- _OBJECTIVE A_: Extract the passage of the book review below that runs from "Salvage the Story: Review" up to and including "the real thing.".

- _SOURCE DOCUMENT_:
::::

Salvage the Story: Review of We Are All Armenian: Voices From the Diaspora
When the novelist Chris McCormick traveled to Armenia to conduct research for a novel set in his mother’s hometown, he did so at an unusual point in the writing process: he had already finished the novel. McCormick’s research was not intended to enrich a work-in-progress. Rather, McCormick interrogated the completed work and his imaginative process. He traveled “to see a place [he’d] imagined all [his] life” and compare his imaginative construction to the real thing.

::::

- _OBJECTIVE B_: Gather every line of the listing below that contains the string "shirt", treating uppercase and lowercase as different.

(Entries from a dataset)
::::

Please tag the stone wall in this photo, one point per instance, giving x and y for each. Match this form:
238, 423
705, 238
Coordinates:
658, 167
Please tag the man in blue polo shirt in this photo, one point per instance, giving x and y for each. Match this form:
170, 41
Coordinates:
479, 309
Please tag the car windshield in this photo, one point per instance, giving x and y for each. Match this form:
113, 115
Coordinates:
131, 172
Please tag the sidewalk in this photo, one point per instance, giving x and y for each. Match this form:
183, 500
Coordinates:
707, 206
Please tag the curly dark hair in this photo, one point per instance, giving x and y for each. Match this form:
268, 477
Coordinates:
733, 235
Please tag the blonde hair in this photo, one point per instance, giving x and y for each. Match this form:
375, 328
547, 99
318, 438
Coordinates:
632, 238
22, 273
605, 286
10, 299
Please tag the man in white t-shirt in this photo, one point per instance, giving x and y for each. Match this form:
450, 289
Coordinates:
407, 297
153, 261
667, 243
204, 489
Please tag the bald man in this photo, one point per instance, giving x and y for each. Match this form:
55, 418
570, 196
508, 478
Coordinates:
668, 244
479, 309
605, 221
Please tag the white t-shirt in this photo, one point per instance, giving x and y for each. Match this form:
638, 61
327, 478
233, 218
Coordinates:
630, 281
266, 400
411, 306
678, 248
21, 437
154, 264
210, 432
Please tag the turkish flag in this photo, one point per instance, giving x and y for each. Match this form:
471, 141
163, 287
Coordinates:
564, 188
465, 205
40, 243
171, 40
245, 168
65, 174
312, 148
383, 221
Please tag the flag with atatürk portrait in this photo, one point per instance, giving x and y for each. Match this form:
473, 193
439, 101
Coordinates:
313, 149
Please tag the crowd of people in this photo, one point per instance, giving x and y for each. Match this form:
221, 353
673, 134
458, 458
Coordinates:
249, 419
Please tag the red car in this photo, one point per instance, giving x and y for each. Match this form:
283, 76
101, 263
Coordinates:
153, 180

::::

- _WORKED SOLUTION A_:
Salvage the Story: Review of We Are All Armenian: Voices From the Diaspora
When the novelist Chris McCormick traveled to Armenia to conduct research for a novel set in his mother’s hometown, he did so at an unusual point in the writing process: he had already finished the novel. McCormick’s research was not intended to enrich a work-in-progress. Rather, McCormick interrogated the completed work and his imaginative process. He traveled “to see a place [he’d] imagined all [his] life” and compare his imaginative construction to the real thing.

- _WORKED SOLUTION B_:
Please tag the man in blue polo shirt in this photo, one point per instance, giving x and y for each. Match this form:
Please tag the man in white t-shirt in this photo, one point per instance, giving x and y for each. Match this form:
Please tag the white t-shirt in this photo, one point per instance, giving x and y for each. Match this form:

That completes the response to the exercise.